** Opening Text segment block **

Abstract
There is considerable interest in developing computational models capable of detecting rare disease patients in population-scale databases such as electronic health records (EHRs). Deriving these models is challenging for several reasons, perhaps the most daunting being the limited number of already-diagnosed, ‘labeled’ patients from which to learn. We overcome this obstacle with a novel lightly-supervised algorithm that leverages unlabeled and/or unreliably-labeled patient data – which is typically plentiful – to facilitate model induction. Importantly, we prove the algorithm is safe: adding unlabeled/unreliably-labeled data to the learning procedure produces models which are usually more accurate, and guaranteed never to be less accurate, than models learned from reliably-labeled data alone. The proposed method is shown to substantially outperform state-of-the-art models in patient-finding experiments involving two different rare diseases and a country-scale EHR database. Additionally, we demonstrate feasibility of transforming high-performance models generated through light supervision into simpler models which, while still accurate, are readily-interpretable by non-experts.
Competing Interest Statement
The authors are shareholders in Volv Global.
Funding Statement
Volv Global provided support for the research and studies reported in the submitted manuscript.
Author Declarations
I confirm all relevant ethical guidelines have been followed, and any necessary IRB and/or ethics committee approvals have been obtained.
Yes
The details of the IRB/oversight body that provided approval or exemption for the research described are given below:
The use of the PHARMO data is controlled by the independent Compliance Committee STIZON/PHARMO Institute. All decisions of the Compliance Committee STIZON/PHARMO Institute are based on the applicable legislation in the Netherlands, e.g. the Personal Data Protection Act and the Medical Treatment Contract Act. Within this legal framework, the Code of Conduct 'Use of Data in Health Research' is an important document for the interpretation of the use of this kind of data for scientific research in the Netherlands, and is approved by the Dutch Data Protection Authority.

** Closing Text segment block **

■ Your tasks ■
[1] Answer these questions from the rare-disease abstract:
(a) What does it name as perhaps the most daunting challenge in deriving these models?
(b) What organization provided support for the research?
(c) What body controls the use of the PHARMO data?
[2] According to the rare-disease abstract, in what sense is the proposed algorithm "safe"? Answer in one to three sentences.
[3] Continue the rare-disease abstract page from its closing sentence about the Code of Conduct.

** Opening Supplied material block **

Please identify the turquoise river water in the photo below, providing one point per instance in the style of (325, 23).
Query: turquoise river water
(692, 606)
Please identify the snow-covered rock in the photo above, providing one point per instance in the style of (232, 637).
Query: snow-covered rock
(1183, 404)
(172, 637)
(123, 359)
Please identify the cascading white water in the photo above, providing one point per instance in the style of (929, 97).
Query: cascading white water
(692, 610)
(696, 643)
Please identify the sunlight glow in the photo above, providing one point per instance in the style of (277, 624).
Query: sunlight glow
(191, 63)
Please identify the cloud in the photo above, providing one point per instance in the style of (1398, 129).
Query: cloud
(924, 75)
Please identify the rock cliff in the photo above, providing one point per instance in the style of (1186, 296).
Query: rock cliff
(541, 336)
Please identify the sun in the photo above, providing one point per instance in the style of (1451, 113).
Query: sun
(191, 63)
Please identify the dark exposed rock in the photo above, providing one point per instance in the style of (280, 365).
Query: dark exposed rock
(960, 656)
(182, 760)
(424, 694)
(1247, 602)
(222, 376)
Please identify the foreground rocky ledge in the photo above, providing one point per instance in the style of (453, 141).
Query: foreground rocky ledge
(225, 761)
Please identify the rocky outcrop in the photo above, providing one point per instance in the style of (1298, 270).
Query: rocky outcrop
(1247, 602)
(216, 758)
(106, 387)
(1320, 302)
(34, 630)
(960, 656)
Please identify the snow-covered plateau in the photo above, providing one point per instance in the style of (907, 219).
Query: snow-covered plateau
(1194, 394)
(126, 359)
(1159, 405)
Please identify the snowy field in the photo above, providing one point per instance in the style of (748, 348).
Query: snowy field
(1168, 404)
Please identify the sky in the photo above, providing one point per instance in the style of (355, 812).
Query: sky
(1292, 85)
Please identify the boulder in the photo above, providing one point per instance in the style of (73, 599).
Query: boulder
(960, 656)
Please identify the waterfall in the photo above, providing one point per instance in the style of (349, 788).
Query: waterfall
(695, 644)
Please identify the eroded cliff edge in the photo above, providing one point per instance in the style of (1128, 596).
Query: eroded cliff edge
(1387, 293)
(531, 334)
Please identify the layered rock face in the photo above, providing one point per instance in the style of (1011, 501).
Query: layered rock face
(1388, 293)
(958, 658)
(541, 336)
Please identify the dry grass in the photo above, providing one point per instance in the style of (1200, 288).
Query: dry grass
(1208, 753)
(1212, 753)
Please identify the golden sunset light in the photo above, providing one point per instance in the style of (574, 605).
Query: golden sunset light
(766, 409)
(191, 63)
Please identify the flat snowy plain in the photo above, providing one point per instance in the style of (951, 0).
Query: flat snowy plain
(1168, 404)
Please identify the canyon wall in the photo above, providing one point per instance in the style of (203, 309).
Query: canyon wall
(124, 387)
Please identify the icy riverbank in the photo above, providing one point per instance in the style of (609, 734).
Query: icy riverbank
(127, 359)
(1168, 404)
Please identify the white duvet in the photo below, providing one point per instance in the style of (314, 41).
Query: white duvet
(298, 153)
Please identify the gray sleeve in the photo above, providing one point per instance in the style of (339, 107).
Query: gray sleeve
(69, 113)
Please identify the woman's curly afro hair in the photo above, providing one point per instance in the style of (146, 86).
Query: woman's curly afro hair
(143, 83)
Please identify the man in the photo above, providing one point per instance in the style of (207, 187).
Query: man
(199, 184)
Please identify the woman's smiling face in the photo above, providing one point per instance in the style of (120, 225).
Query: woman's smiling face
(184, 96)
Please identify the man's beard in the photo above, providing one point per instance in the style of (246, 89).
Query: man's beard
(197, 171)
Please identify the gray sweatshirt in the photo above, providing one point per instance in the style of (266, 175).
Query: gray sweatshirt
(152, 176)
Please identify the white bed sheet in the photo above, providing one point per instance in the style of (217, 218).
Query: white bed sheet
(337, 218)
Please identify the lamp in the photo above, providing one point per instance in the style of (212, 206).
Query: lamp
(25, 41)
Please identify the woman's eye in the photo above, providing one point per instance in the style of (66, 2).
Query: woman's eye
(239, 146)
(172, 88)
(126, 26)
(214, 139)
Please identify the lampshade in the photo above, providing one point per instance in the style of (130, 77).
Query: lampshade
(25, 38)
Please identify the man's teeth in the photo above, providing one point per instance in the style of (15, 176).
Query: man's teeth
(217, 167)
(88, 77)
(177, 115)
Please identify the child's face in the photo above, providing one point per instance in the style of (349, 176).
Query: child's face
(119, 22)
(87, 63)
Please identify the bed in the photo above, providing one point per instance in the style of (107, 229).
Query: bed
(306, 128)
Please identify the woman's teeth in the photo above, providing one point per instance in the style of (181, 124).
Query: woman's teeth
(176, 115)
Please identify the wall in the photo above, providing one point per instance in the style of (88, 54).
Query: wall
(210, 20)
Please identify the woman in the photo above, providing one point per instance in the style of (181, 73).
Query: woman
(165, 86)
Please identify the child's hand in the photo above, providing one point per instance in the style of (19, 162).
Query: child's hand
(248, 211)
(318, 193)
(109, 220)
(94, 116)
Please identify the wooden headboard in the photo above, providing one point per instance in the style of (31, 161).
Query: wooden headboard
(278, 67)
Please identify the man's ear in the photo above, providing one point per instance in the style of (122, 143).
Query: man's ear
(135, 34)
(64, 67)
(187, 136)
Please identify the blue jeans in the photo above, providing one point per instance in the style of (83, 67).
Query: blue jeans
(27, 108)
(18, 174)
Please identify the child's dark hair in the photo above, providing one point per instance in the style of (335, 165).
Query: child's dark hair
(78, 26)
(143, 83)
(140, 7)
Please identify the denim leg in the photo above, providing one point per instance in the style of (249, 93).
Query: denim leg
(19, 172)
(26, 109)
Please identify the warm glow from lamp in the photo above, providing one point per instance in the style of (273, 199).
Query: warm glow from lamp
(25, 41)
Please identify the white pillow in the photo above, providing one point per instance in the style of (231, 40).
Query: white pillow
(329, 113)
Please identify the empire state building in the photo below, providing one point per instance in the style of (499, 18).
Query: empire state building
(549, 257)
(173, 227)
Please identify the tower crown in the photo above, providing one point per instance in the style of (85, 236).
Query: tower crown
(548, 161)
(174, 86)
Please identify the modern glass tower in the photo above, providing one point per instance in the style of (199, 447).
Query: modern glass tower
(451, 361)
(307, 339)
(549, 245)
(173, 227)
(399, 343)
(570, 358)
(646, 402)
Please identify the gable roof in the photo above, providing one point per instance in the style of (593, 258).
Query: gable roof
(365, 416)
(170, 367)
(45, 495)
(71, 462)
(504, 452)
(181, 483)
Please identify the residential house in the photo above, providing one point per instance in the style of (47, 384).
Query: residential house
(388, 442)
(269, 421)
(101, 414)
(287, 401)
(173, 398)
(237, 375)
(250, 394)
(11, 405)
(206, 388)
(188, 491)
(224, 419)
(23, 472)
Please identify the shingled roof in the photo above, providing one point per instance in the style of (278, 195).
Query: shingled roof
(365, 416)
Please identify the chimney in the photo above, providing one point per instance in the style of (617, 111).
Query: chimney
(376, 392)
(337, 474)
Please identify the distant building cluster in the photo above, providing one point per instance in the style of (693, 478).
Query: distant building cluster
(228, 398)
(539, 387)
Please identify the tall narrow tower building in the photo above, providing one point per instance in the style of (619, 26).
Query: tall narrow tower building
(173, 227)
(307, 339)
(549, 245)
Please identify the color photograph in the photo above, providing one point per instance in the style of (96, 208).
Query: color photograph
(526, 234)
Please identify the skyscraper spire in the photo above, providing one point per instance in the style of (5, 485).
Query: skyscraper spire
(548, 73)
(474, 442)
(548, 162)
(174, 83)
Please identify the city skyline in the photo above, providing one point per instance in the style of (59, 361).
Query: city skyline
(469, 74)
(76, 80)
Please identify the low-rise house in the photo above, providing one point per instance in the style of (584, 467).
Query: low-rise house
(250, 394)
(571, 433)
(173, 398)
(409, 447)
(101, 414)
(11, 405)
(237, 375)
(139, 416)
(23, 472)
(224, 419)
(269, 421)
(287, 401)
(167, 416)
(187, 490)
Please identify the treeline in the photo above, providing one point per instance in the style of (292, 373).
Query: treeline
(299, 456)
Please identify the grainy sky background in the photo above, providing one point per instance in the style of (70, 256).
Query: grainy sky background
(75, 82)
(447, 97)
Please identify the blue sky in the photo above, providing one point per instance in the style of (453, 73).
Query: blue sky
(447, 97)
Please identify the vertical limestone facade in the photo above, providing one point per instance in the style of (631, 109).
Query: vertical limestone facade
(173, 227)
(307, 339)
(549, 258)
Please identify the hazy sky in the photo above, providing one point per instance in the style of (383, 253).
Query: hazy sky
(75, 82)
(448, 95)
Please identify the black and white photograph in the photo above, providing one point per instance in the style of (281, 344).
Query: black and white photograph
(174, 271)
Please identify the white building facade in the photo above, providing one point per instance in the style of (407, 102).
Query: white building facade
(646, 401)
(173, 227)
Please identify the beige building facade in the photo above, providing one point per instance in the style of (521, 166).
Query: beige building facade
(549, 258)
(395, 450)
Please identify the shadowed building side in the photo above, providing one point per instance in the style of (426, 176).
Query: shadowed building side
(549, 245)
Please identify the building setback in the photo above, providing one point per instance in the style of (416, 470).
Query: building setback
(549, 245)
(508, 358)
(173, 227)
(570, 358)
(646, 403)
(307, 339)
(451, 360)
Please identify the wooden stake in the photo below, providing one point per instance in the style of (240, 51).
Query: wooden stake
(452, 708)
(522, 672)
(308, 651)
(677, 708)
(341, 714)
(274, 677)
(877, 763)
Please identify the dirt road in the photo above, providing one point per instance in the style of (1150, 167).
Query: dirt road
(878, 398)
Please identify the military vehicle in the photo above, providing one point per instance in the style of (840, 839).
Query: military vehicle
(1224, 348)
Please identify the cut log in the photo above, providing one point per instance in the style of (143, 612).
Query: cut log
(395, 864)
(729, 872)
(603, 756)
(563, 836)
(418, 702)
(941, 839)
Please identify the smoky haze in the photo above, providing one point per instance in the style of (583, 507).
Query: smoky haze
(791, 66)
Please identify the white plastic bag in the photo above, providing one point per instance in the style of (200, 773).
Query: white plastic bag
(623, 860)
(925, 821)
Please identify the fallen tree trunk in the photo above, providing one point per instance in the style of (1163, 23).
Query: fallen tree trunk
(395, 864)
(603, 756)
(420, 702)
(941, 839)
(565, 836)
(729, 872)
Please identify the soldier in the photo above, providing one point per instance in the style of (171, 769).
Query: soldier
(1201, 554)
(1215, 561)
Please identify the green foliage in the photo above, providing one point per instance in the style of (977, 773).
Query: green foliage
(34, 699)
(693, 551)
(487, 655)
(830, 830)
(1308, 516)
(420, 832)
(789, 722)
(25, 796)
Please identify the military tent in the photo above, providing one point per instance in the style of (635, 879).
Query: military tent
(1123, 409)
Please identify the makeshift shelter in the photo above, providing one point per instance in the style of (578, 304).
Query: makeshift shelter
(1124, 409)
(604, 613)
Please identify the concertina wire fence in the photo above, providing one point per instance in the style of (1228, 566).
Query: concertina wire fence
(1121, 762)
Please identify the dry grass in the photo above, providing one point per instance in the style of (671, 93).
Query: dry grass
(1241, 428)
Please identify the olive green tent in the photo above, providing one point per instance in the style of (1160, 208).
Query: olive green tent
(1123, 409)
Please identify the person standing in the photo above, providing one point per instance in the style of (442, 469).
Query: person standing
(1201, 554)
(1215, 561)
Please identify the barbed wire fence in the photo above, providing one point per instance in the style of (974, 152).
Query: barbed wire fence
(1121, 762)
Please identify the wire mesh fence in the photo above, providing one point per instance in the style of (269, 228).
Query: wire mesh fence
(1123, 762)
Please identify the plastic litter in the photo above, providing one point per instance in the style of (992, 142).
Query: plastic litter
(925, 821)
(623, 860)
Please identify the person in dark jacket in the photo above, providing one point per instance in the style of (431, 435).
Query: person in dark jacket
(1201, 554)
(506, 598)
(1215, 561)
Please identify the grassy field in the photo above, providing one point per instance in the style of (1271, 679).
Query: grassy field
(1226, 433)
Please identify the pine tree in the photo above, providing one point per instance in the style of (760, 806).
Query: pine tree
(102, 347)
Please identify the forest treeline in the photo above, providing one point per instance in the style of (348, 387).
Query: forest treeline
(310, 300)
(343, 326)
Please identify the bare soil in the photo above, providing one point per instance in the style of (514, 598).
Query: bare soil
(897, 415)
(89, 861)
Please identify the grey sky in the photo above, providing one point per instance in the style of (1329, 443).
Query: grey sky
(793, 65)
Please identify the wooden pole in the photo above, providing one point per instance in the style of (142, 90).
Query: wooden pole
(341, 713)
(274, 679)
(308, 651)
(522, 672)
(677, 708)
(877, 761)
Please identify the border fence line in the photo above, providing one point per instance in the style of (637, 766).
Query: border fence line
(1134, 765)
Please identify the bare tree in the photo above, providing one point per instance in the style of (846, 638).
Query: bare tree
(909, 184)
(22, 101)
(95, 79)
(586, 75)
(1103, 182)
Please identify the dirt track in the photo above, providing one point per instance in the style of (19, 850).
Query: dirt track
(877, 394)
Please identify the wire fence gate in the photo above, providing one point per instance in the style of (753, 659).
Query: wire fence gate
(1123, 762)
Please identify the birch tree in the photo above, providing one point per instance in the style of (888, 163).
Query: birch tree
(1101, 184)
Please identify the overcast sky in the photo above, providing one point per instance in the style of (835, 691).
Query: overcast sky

** Closing Supplied material block **

■ Results for the exercise ■
[1]
(a) The limited number of already-diagnosed, "labeled" patients from which to learn.
(b) Volv Global.
(c) The independent Compliance Committee STIZON/PHARMO Institute.

[2] The algorithm is safe because adding unlabeled or unreliably-labeled data to the learning procedure produces models that are usually more accurate than models learned from reliably-labeled data alone. Those models are also guaranteed never to be less accurate.

[3]
All necessary patient/participant consent has been obtained and the appropriate institutional forms have been archived.
Yes
I understand that all clinical trials and any other prospective interventional studies must be registered with an ICMJE-approved registry, such as ClinicalTrials.gov. I confirm that any such study reported in the manuscript has been registered and the trial registration ID is provided (note: if posting a prospective study registered retrospectively, please provide a statement in the trial ID field explaining why the study was not registered in advance).
Yes
I have followed all appropriate research reporting guidelines and uploaded the relevant EQUATOR Network research reporting checklist(s) and other pertinent material as supplementary files, if applicable.
Yes
Data Availability
The electronic health record data used in this work is protected by Dutch Privacy Regulations, and cannot be made publically available.